Task directions: Locate each line in the items below that contains the string "player", and copy every such line in full. Matching is case-sensitive.

▶

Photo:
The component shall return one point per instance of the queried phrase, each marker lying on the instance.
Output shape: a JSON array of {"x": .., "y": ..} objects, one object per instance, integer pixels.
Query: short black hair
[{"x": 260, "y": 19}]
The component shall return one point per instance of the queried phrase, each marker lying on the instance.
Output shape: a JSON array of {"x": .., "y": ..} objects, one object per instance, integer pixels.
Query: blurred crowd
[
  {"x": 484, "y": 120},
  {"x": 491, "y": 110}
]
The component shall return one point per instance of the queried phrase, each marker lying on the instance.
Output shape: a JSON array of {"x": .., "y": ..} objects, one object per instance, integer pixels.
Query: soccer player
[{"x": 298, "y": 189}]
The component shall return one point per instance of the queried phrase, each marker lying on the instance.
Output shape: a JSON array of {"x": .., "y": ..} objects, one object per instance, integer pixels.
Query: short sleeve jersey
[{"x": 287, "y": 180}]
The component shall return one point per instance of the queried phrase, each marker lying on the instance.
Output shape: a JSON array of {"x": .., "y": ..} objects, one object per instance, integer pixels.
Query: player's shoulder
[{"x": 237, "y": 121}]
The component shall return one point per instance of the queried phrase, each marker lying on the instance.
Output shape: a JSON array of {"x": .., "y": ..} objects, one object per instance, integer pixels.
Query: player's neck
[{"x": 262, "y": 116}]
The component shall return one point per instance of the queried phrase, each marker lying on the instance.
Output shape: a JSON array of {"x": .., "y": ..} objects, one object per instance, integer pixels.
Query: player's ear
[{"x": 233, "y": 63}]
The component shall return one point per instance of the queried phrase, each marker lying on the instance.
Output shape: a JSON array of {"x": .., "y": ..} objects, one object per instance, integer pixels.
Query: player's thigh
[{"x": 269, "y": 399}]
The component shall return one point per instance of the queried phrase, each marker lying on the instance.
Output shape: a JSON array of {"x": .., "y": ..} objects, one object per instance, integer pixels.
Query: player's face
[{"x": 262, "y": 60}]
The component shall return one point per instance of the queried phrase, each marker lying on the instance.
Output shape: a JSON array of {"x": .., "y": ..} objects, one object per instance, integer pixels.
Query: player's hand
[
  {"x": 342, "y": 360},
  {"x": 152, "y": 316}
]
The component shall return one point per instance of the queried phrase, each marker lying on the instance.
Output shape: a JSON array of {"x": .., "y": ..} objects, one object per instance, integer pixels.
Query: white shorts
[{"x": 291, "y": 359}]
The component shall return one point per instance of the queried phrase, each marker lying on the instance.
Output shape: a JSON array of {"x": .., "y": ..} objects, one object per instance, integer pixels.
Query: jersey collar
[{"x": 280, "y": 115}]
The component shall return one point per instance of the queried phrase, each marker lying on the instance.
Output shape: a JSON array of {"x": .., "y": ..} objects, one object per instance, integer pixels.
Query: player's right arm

◀

Written answer:
Query: soccer player
Query: player's shoulder
Query: player's neck
Query: player's ear
Query: player's thigh
Query: player's face
Query: player's hand
Query: player's right arm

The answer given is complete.